Saved entries

================

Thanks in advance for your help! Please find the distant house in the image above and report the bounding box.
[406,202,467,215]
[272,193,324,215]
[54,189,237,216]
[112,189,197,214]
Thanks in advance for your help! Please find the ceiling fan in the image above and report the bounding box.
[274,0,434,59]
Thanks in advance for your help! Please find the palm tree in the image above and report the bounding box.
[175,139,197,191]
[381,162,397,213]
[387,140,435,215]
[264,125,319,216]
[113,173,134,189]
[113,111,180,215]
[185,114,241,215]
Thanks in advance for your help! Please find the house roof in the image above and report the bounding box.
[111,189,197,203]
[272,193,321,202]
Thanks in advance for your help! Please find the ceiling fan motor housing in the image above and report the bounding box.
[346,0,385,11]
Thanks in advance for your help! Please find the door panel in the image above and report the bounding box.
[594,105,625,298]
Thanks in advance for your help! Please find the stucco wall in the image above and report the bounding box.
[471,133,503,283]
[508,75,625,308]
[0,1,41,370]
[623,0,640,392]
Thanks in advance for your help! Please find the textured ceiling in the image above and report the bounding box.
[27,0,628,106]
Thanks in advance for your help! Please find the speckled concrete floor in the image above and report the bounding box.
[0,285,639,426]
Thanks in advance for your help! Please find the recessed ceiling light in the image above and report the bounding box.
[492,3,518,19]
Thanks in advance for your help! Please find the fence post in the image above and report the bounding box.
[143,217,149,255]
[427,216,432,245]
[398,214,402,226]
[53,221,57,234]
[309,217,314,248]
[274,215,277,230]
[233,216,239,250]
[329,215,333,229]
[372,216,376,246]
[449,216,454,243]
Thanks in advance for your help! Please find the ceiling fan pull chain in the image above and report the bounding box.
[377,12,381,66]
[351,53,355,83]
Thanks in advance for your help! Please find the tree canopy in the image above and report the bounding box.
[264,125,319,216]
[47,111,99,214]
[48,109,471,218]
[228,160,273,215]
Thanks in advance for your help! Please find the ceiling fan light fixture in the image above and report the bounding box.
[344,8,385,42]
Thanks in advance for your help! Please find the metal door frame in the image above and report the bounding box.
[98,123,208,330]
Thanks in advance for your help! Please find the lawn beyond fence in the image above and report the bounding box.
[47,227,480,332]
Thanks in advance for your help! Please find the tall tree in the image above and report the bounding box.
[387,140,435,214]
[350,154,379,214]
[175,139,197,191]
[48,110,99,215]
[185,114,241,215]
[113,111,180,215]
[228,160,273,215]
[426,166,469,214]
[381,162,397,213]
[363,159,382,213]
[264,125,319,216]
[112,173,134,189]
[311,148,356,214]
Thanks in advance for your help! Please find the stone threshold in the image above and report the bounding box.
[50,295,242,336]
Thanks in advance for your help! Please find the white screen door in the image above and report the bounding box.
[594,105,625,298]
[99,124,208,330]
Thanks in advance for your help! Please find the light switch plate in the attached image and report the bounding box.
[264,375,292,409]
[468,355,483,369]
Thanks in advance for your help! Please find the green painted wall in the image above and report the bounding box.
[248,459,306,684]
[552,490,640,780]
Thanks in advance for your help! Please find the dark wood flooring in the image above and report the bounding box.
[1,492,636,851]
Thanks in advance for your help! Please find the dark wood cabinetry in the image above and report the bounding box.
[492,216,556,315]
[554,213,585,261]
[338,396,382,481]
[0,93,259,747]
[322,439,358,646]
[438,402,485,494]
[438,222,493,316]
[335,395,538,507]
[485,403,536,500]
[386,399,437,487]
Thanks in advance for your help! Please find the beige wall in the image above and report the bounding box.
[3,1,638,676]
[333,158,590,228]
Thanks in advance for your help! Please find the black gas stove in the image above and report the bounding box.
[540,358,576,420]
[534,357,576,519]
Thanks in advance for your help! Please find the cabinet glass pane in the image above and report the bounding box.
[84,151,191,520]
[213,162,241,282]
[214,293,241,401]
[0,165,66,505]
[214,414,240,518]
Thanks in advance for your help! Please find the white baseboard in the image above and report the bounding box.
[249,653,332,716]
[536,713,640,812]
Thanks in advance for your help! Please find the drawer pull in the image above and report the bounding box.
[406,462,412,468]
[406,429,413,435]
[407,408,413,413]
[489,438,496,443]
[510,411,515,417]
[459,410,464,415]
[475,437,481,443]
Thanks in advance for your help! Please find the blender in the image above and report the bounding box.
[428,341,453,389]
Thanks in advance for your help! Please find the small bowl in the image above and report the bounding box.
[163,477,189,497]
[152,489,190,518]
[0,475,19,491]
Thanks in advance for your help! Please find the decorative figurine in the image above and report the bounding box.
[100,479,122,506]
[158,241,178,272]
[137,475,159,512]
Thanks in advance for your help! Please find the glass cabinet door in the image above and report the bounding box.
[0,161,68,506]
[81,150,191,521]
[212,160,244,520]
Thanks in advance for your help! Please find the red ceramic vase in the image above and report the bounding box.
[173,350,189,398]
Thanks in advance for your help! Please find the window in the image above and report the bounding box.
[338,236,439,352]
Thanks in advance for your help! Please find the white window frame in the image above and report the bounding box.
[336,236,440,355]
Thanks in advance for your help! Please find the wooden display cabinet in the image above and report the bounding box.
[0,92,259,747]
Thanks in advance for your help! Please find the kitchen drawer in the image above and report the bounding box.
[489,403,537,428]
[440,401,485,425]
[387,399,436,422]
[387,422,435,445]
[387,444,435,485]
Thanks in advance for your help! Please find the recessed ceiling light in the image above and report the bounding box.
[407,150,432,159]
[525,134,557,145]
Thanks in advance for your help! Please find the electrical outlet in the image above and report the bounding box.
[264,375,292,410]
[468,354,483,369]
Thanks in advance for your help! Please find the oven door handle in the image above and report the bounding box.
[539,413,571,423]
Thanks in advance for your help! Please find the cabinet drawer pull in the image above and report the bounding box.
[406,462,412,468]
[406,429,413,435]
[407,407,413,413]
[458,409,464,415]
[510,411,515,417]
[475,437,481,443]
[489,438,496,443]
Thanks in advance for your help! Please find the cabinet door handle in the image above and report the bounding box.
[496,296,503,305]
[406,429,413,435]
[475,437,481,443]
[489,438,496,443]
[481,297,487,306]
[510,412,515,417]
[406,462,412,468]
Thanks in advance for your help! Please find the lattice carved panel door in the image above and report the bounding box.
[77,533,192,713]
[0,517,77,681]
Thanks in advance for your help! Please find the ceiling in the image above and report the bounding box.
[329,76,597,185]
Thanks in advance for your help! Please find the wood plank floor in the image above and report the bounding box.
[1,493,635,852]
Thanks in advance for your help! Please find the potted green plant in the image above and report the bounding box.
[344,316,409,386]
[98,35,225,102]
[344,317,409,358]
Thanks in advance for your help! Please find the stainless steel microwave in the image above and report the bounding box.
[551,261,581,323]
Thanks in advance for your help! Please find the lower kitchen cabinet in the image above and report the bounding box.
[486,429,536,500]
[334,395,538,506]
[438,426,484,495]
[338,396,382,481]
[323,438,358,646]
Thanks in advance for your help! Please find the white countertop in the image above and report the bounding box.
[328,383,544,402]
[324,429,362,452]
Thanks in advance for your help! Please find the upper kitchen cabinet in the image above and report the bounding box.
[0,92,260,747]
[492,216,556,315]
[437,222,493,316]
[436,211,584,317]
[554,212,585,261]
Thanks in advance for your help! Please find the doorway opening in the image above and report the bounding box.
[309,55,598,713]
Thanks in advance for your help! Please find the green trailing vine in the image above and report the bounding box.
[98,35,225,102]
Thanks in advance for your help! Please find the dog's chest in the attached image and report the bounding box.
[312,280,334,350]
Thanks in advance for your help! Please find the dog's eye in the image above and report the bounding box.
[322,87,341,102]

================

Work task:
Your answer should consist of every record, restated exactly.

Output of the exercise:
Thanks in advance for your help! Please find the distant house in the image above and report the bounding box.
[406,202,467,215]
[272,193,324,215]
[54,189,237,216]
[112,189,197,214]
Thanks in advance for your help! Please find the ceiling fan in the image above and report the bounding box.
[274,0,434,59]
Thanks in advance for your help! Please find the palm tree in the image above and report the bounding box.
[175,139,197,191]
[381,162,397,213]
[387,140,435,215]
[264,125,319,216]
[113,173,134,189]
[113,111,180,215]
[185,114,241,215]
Thanks in advance for your help! Please find the house roof in the image above and report the bounding box.
[111,189,197,203]
[272,193,321,202]
Thanks in advance for your help! Please find the ceiling fan motor housing in the image above and report the bounding box.
[346,0,385,11]
Thanks in advance for your help! Please find the door panel in the image above and report the bounding box.
[594,105,625,298]
Thanks in advance for your help! Please find the stucco wall in the image above and report the bounding box.
[471,133,503,283]
[508,75,625,308]
[0,1,41,370]
[623,0,640,392]
Thanks in advance for your help! Please find the textured ceiling in the image above and report the bounding box.
[27,0,628,106]
Thanks in advance for your help! Please find the speckled concrete floor in the image above and report the bounding box.
[0,285,639,426]
Thanks in advance for your help! Please find the recessed ceiling light in the image above and report the bounding box.
[492,3,518,19]
Thanks in advance for your help! Please find the fence post in the image above and report the bounding box.
[143,217,149,255]
[427,216,432,245]
[398,214,402,226]
[53,221,57,234]
[309,217,314,248]
[274,215,277,230]
[233,216,239,250]
[329,215,333,229]
[372,216,376,246]
[449,216,454,243]
Thanks in advance for your help! Please find the ceiling fan pull chain in the image above and report the bounding box.
[377,12,381,66]
[351,53,355,83]
Thanks in advance for your help! Please find the tree canopy in the image above and report the bounding box.
[264,125,319,216]
[47,111,99,214]
[48,109,471,218]
[228,160,273,215]
Thanks in advance for your help! Please find the ceiling fan light fixture in the image above and report the bounding box.
[344,8,385,42]
Thanks in advance for your help! Please find the metal door frame in the image above and report the bounding box.
[98,123,208,330]
Thanks in advance for your help! Please find the lawn beyond fence in the image above and report the bounding box.
[47,227,480,332]
Thanks in advance for your help! Please find the tall tree in the image above and report the bounding box.
[387,140,435,214]
[350,154,379,214]
[175,139,197,191]
[48,110,99,215]
[185,114,241,215]
[113,111,180,215]
[228,160,273,215]
[426,166,469,214]
[381,162,397,213]
[363,159,382,213]
[264,125,319,216]
[112,173,134,189]
[311,148,356,214]
Thanks in advance for your help! Please find the stone threshold in the image above and report the bounding box.
[50,295,242,336]
Thanks in advance for your help! Please find the white screen door in the image above and report the bounding box.
[594,105,625,298]
[99,124,208,330]
Thanks in advance for your help! Please find the light switch plate in the attached image and report the bounding box.
[264,375,292,409]
[468,355,483,369]
Thanks in advance for your help! Please find the green painted wall in the image above and report the bounding box.
[248,459,306,684]
[552,490,640,780]
Thanks in advance for your help! Please find the dark wood flooring in the image above and report the bounding box.
[1,492,636,851]
Thanks in advance for your help! Please find the dark wood cabinetry in the image above and report the bounding box.
[492,216,556,315]
[554,213,585,261]
[338,396,382,481]
[0,93,259,747]
[322,439,358,646]
[438,402,485,494]
[438,222,493,316]
[335,395,538,507]
[485,403,536,500]
[386,399,437,487]
Thanks in advance for your help! Please find the beige wall in the image above and report the bounding box.
[3,1,638,676]
[333,158,590,228]
Thanks in advance for your help! Please find the black gas stove in the image above and report the bounding box.
[540,358,576,420]
[534,357,576,519]
Thanks in advance for your help! Please find the cabinet glass pane in the image above and report the bounding box.
[84,151,191,520]
[213,162,241,282]
[214,293,241,401]
[0,165,66,505]
[214,414,240,518]
Thanks in advance for your help! Please find the white baseboard in the image above and report the bounding box.
[249,653,332,716]
[536,713,640,812]
Thanks in advance for your help! Please find the drawer pull in the image above and report the bounding box.
[406,462,412,468]
[406,429,413,435]
[407,408,413,413]
[489,438,496,443]
[510,411,515,417]
[459,410,464,415]
[475,437,481,443]
Thanks in advance for your help! Please find the blender in the image above and report the bounding box.
[428,341,453,389]
Thanks in advance for your help! Please find the small bowl in the image above and report the bounding box.
[163,477,189,497]
[152,489,190,518]
[0,475,19,491]
Thanks in advance for your help! Please find the decorative figurine in the image above and report the bounding box.
[100,479,122,506]
[158,241,178,272]
[137,475,159,512]
Thanks in advance for your help! Please find the glass cabinet door in the image above and report the bounding box.
[0,161,68,506]
[81,150,191,521]
[212,160,244,520]
Thanks in advance for your help! Please find the red ceramic vase in the image above and report the bounding box.
[173,350,189,398]
Thanks in advance for your help! Please find the window in the image above and report the bounding box.
[338,236,439,352]
Thanks in advance for your help! Please find the white window frame in the image above and report the bounding box.
[336,236,440,355]
Thanks in advance for your help! Please find the wooden display cabinet in the image above and report the bounding box.
[0,92,259,747]
Thanks in advance for your help! Please find the kitchen drawer in the image above and report the bounding box.
[489,403,537,428]
[440,401,485,425]
[387,399,436,422]
[387,422,435,445]
[387,444,435,485]
Thanks in advance for your help! Please find the recessed ceiling light in the image above and report the bounding box.
[407,150,432,159]
[525,134,557,145]
Thanks in advance for your help! Please find the electrical outlet in the image above and report the bounding box.
[264,375,292,410]
[468,354,483,369]
Thanks in advance for your help! Please find the oven door handle in the image above and report the bounding box.
[539,413,571,423]
Thanks in advance for your help! Please find the cabinet drawer pull in the image above and report the bounding box.
[406,462,412,468]
[406,429,413,435]
[407,407,413,413]
[458,409,464,415]
[510,411,515,417]
[475,437,481,443]
[489,438,496,443]
Thanks in advance for your help! Please find the cabinet door handle in the image above and report the bounding box.
[496,296,503,305]
[406,429,413,435]
[475,437,481,443]
[489,438,496,443]
[481,297,487,306]
[510,412,515,417]
[406,462,412,468]
Thanks in advance for your help! Please find the lattice carved panel door in the image above and report the bounding box.
[77,533,192,713]
[0,517,77,681]
Thanks in advance for your help! Please find the ceiling in the image above and report the bounding box.
[329,76,597,185]
Thanks in advance for your help! Please find the wood plank floor in the image above and report the bounding box.
[1,493,635,852]
Thanks in advance for your help! Please find the potted green plant in the image above and report the bounding box.
[344,316,409,386]
[98,35,225,102]
[344,317,409,358]
Thanks in advance for your help! Please find the stainless steel microwave in the image above and report the bounding box.
[551,261,581,323]
Thanks in advance for your help! Please find the lower kitchen cabinet in the image above and report the bounding box.
[486,429,536,500]
[334,395,538,506]
[438,426,484,495]
[338,396,382,481]
[323,438,358,646]
Thanks in advance for your help! Please find the white countertop in the image above and report the bounding box.
[328,383,544,402]
[324,429,362,452]
Thanks in advance for your help! Please find the upper kitchen cabinet in the image above and report the bounding box.
[0,92,260,747]
[492,216,556,315]
[437,222,493,316]
[436,211,584,317]
[554,212,585,261]
Thanks in advance for your help! Please find the doorway opening in the image above and report the bounding box.
[309,55,598,713]
Thanks in advance for your help! Please find the green trailing vine in the image above and report the bounding box.
[98,35,225,102]
Thanks in advance for your help! Please find the dog's chest in the attached image and report the bounding box.
[312,280,334,350]
Thanks in advance for your help! Please find the dog's eye in the image above and report the bounding box.
[322,87,341,102]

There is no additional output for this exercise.